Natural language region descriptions
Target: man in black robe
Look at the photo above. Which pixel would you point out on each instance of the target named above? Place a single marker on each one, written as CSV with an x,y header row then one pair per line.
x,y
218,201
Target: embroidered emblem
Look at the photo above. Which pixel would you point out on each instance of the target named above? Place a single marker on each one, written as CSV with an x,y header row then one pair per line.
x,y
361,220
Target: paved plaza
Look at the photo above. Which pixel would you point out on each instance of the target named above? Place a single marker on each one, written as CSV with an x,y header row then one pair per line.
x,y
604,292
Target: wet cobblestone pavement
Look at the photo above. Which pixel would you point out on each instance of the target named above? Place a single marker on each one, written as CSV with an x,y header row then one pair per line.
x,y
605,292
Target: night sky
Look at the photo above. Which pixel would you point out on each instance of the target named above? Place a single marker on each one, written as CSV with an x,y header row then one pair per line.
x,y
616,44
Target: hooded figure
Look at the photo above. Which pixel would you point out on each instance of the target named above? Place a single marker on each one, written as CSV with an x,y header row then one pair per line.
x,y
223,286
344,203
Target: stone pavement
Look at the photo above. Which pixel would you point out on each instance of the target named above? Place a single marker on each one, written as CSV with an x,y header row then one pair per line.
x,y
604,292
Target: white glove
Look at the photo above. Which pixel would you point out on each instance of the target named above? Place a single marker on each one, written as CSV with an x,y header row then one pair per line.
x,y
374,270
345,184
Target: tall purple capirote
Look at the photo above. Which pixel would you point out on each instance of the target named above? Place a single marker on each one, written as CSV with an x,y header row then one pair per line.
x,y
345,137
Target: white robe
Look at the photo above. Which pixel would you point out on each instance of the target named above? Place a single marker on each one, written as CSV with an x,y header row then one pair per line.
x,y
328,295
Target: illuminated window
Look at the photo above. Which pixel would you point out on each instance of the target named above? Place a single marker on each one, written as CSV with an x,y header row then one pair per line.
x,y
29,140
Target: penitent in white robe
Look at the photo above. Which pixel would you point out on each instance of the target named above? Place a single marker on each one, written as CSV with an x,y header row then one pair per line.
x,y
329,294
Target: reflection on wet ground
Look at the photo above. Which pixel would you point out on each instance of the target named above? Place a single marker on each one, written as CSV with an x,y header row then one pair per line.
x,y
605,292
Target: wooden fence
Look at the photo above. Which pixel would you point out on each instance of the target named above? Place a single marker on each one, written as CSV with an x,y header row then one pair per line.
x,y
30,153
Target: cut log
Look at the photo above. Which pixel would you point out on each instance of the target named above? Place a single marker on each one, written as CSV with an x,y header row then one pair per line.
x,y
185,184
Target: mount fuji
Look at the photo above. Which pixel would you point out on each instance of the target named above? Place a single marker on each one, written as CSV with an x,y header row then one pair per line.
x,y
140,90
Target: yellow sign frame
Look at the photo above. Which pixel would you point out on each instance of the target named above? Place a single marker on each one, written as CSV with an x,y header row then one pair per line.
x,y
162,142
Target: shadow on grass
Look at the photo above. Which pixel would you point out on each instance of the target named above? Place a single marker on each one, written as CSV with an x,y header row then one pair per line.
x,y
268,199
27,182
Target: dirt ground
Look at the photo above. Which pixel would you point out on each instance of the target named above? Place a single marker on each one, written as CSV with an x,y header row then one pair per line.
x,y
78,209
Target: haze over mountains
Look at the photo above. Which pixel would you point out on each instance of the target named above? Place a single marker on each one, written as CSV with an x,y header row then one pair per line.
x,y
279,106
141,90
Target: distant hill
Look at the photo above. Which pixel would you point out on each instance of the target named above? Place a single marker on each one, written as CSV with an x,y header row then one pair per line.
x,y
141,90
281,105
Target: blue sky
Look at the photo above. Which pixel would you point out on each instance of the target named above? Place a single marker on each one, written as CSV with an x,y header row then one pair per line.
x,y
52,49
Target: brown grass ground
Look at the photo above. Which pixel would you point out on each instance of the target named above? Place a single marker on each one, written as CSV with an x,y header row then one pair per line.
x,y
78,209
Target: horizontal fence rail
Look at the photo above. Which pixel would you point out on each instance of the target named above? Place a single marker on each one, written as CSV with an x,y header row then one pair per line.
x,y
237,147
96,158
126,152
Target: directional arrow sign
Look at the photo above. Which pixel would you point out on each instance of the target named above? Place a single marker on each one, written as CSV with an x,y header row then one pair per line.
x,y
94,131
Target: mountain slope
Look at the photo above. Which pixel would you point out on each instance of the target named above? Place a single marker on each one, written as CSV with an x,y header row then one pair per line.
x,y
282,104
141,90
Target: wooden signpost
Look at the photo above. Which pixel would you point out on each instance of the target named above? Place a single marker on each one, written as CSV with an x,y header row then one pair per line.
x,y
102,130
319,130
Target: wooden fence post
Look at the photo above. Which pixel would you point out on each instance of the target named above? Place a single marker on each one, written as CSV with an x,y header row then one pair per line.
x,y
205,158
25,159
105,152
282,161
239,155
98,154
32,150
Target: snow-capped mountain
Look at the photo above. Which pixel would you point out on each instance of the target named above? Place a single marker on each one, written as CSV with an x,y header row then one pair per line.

**What to work on:**
Restate word for word only the lines above from the line containing "Target: cut log" to the line containing "Target: haze over mountains", both of them included.

**Solution to the exercise:**
Target: cut log
Look at the photo above. Which pixel would you point out on each instance of the target named above? Place a single marker on each one, written as CSV with an x,y header row then one pair per line.
x,y
185,184
Target: mount fuji
Look at the photo above. Which pixel would you point out on each instance of the target named above? Place a single marker on each one, written as CSV with an x,y header row then one pair per line.
x,y
140,90
Target: yellow sign frame
Look at the photo above. Which pixel would you point out on each instance of the target named above? Place a single marker on each one, written as CSV with an x,y header row then one pair per line.
x,y
162,142
Target: shadow on grass
Look at the photo above. Which pixel would you point out on each instance of the target named above? Place a single marker on each one, written as CSV with an x,y header row then one pair per line.
x,y
268,199
27,182
Target: dirt ground
Look at the photo above. Which pixel would you point out on each instance of the target named above? Place a single marker on each one, written as CSV with an x,y header row then one pair per line.
x,y
78,209
Target: haze over mountains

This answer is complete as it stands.